Required action:
Give the heading of each numbered point in the source text about the 2006 home-entertainment prediction.

On April 1, 2006, I wrote a detailed article on the revolutionary changes that were to occur in the concept of home entertainment by 2012 (see Part I and Part II of the article).  Now, in 2009, half of the time within the six-year span between the original article and the prediction has elapsed.  Of course, given the exponential nature of progress, much more happens within the second half of any prediction horizon relative to the first half. 

The prediction issued in 2006 was:

Video Gaming (which will no longer be called this) will become a form of entertainment so widely and deeply partaken in that it will reduce the time spent on watching network television to half of what it is (in 2006), by 2012.

The basis of the prediction was detailed in various points from the original article, which in combination would lead to the outcome of the prediction.  The progress as of 2009 around these points is as follows :

1) Video game graphics continue to improve : Note the progress of graphics at 10-year intervals starting from 1976.  Projecting the same trend, 2012 will feature many games with graphics that rival that of CGI films, which itself can be charted by comparing Pixar's 'Toy Story' from 1995 to 'Up' from 2009.  See this demonstration from the 2009 game 'Heavy Rain', which arguably exceeds the graphical quality of many CGI films from the 1990s.   

The number of polygons per square inch on the screen is a technology that is closely tied to The Impact of Computing, and can only rise steadily.  The 'uncanny valley' is a hurdle that designers and animators will take a couple of years to overcome, but overcoming this barrier is inevitable as well. 

2) Flat-screen HDTVs reach commodity prices : This has already happened, and prices will continue to drop so that by 2012, 50-inch sets with high resolution will be under $1000.  A thin television is important, as it clears the room to allow more space for the movement of the player.  A large size and high resolution are equally important, in order to create an immersive visual experience. 

We are rapidly trending towards LED and Organic LED (OLED) technologies that will enable TVs to be less than one centimeter thick, with ultra-high resolution. 

3) Speech and motion recognition as control technologies : When the original article was written on April 1, 2006, the Nintendo Wii was not yet available in the market.  But as of June 2009, 50 million units of the Wii have sold, and many of these customers did not own any game console prior to the Wii. 

The traditional handheld controllers are very limited in this regard, despite being used by hundreds of millions of users for three decades.  If the interaction that a user can have with a game is more natural, the game becomes more immersive to the human senses.  See this demonstration from Microsoft for their 'Project Natal' interface technology, due for release in 2010.

Dataset extract:

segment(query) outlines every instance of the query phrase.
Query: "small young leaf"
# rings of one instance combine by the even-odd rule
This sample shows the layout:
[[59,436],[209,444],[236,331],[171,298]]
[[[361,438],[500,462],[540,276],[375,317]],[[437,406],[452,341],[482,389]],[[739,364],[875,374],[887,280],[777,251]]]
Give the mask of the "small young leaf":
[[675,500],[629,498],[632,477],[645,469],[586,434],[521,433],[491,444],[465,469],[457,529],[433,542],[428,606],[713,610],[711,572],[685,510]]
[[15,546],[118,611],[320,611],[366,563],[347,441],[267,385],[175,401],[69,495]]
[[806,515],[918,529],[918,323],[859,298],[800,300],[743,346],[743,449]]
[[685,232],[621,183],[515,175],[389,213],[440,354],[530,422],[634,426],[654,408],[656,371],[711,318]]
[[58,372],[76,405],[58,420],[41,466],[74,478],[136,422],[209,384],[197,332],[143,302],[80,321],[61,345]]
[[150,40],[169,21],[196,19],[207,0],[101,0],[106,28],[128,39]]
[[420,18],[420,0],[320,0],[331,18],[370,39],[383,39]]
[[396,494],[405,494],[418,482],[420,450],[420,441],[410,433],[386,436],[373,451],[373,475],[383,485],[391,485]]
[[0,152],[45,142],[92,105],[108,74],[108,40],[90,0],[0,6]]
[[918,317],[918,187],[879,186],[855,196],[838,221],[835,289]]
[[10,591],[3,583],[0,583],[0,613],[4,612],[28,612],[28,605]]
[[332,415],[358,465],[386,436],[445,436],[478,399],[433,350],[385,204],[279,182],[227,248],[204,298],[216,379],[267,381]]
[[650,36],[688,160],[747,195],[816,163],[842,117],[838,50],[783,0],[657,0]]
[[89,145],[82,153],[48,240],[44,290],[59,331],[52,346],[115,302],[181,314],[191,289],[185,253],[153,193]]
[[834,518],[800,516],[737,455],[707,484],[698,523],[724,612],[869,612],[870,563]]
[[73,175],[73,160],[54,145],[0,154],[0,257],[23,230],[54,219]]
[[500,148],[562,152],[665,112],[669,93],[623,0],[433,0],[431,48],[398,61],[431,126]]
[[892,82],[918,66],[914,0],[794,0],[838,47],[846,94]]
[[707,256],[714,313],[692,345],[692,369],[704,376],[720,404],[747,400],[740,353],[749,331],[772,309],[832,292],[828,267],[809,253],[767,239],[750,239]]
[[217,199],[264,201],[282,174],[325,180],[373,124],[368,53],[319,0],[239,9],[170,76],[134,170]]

---

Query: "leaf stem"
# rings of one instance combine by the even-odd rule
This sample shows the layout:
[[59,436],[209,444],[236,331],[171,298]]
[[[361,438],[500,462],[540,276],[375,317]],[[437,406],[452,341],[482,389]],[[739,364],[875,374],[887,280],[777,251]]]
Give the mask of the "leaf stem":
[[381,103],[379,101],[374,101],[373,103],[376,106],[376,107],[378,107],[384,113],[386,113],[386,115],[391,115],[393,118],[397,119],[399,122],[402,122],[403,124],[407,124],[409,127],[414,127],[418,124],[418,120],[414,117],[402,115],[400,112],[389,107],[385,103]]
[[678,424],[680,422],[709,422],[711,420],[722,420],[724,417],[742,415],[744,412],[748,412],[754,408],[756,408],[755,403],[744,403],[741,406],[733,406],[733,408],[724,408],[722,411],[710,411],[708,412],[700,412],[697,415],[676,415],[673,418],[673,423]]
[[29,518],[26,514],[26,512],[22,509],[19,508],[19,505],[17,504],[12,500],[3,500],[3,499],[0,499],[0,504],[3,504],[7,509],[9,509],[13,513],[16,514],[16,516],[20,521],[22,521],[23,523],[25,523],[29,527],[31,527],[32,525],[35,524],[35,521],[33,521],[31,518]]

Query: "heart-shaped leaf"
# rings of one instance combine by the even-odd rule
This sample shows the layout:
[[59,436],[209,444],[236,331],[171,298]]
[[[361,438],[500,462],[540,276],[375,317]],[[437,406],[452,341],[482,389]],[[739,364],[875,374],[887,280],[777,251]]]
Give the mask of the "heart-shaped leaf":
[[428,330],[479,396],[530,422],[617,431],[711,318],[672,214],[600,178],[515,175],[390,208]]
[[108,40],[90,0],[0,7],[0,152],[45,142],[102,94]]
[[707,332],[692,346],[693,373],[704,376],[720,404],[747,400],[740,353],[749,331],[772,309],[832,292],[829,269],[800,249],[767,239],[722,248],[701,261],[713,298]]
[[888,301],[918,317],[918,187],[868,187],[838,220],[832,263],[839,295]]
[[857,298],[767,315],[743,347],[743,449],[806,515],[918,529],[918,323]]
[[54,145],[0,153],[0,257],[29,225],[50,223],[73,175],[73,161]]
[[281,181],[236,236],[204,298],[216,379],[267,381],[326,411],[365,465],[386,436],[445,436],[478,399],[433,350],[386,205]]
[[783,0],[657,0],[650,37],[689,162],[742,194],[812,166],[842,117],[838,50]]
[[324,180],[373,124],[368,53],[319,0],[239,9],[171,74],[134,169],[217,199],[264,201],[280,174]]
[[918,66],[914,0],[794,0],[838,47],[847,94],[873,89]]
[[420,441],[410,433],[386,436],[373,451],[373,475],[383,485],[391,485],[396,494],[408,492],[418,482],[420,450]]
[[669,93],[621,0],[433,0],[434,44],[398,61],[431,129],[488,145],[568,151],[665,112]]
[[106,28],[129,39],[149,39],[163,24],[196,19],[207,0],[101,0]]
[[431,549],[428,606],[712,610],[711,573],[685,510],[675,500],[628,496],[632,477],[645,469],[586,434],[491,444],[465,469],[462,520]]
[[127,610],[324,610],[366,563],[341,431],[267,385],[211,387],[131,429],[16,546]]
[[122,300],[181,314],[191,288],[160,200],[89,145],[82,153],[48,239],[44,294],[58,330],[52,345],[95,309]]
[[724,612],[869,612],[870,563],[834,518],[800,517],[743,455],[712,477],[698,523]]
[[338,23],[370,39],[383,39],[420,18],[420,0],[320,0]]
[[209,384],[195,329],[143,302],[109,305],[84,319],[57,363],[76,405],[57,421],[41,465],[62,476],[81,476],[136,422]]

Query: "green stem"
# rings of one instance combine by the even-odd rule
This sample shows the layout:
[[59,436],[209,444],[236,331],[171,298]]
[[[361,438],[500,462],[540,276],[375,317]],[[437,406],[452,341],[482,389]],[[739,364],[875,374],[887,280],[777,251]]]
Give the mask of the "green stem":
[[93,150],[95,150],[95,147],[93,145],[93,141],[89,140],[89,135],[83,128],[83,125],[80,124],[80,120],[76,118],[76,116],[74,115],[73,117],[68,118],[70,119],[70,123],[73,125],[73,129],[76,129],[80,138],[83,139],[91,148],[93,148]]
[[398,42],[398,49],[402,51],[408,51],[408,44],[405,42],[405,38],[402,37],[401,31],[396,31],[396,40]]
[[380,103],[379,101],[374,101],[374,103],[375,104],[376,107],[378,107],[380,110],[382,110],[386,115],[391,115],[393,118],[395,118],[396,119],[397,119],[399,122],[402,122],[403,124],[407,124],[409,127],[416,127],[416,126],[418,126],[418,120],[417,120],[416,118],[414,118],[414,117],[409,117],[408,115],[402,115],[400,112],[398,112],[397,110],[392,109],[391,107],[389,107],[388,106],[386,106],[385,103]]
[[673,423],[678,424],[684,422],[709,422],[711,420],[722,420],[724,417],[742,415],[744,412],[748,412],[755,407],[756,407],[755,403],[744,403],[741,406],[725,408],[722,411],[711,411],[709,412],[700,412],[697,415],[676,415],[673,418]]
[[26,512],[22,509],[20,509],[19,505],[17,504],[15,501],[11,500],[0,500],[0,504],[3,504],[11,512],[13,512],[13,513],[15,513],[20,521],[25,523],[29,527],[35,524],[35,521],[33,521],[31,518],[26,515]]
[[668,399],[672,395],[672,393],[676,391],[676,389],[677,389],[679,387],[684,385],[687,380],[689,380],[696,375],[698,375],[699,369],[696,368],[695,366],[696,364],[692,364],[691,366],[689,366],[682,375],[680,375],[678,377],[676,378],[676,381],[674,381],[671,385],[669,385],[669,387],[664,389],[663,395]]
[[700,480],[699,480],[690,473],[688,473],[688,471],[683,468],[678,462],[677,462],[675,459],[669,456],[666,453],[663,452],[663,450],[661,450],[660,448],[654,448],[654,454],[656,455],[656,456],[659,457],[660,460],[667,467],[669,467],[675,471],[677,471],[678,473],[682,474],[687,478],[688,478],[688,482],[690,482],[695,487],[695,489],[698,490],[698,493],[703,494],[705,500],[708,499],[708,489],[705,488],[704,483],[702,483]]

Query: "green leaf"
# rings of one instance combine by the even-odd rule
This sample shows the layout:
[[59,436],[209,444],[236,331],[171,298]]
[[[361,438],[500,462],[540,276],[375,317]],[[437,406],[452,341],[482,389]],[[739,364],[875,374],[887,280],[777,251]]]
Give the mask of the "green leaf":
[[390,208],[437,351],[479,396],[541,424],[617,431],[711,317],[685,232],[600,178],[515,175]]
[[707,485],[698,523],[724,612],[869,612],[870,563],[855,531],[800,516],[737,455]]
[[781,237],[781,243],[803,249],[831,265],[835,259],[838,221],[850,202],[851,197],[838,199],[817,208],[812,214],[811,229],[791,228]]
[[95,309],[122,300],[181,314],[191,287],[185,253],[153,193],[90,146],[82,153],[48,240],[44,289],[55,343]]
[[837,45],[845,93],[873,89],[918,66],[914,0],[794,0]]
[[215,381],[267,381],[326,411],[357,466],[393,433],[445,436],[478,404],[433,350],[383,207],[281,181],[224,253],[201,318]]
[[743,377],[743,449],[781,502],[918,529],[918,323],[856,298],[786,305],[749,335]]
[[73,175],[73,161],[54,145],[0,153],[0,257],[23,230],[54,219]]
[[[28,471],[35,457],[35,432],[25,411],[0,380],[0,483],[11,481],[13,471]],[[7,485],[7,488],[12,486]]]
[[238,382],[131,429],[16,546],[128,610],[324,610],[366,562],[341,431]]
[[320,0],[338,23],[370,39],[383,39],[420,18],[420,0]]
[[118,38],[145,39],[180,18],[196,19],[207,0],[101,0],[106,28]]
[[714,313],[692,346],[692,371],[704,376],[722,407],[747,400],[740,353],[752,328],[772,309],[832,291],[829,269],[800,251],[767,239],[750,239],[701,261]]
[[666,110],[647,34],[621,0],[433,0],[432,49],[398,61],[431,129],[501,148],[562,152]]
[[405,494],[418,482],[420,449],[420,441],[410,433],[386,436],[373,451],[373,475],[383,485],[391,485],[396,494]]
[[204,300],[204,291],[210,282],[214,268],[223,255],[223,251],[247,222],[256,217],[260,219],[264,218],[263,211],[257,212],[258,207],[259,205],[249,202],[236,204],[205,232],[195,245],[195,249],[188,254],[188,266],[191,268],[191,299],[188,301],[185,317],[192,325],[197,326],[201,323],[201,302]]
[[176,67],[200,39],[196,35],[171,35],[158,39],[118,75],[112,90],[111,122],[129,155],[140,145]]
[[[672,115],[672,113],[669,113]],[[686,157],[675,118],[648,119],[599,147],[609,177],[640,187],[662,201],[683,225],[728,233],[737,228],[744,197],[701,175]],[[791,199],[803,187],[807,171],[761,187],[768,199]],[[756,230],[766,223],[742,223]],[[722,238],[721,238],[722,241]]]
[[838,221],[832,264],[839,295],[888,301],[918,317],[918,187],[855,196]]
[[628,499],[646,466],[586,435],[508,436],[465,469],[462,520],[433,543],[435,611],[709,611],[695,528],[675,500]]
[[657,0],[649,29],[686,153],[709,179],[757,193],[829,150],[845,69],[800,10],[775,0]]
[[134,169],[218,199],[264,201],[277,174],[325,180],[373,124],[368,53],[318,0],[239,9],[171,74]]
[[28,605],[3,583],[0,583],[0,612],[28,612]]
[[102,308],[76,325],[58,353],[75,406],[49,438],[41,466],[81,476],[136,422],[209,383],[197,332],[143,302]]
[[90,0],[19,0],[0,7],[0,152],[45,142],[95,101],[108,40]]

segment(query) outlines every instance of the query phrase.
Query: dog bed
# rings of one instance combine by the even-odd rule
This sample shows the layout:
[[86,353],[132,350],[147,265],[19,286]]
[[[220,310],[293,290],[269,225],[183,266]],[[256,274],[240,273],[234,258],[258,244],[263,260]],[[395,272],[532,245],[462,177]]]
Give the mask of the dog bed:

---

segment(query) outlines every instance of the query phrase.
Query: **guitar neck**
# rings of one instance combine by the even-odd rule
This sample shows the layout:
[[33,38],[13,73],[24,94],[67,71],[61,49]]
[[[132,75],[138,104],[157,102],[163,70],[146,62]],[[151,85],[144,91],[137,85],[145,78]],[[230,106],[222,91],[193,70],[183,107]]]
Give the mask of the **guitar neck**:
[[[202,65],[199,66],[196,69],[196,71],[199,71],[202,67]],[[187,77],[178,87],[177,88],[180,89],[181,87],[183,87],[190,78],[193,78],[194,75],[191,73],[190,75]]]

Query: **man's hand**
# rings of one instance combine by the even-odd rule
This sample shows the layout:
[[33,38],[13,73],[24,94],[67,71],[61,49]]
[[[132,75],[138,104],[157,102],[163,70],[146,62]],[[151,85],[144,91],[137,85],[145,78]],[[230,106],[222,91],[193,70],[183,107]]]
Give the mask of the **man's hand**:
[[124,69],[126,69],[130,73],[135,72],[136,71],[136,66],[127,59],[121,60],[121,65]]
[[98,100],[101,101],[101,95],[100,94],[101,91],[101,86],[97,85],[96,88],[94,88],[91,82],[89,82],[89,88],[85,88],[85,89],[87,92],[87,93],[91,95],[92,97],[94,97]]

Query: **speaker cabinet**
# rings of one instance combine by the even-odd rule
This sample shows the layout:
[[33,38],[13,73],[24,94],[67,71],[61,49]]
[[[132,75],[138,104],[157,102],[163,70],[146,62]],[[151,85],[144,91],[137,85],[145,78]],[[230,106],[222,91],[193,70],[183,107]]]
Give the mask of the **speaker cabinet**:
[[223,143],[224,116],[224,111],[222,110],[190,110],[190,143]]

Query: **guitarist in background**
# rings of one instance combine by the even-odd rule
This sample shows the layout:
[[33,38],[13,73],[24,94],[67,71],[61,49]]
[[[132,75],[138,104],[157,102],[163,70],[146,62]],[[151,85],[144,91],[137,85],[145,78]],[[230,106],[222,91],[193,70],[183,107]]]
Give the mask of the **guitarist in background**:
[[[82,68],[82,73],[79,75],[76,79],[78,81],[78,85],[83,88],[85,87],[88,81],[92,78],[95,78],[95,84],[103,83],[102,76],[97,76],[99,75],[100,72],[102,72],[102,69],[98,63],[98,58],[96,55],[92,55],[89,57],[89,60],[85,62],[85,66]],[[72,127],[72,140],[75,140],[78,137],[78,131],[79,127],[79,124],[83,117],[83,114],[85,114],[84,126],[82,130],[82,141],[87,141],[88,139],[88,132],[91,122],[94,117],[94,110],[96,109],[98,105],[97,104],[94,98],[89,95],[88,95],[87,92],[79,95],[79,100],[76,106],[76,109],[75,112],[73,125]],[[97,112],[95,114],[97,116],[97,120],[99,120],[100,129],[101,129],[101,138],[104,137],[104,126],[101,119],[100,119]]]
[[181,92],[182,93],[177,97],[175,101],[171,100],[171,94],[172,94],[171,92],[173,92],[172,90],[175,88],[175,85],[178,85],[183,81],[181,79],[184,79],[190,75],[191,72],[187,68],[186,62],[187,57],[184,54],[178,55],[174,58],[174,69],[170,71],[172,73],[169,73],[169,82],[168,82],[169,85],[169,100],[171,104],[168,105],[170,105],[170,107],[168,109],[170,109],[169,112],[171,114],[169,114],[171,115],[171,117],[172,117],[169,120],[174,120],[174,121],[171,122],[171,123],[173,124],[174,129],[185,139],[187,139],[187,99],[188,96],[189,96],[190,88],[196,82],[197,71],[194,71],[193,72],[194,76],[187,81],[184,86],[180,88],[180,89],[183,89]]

Answer for this exercise:
1) Video game graphics continue to improve
2) Flat-screen HDTVs reach commodity prices
3) Speech and motion recognition as control technologies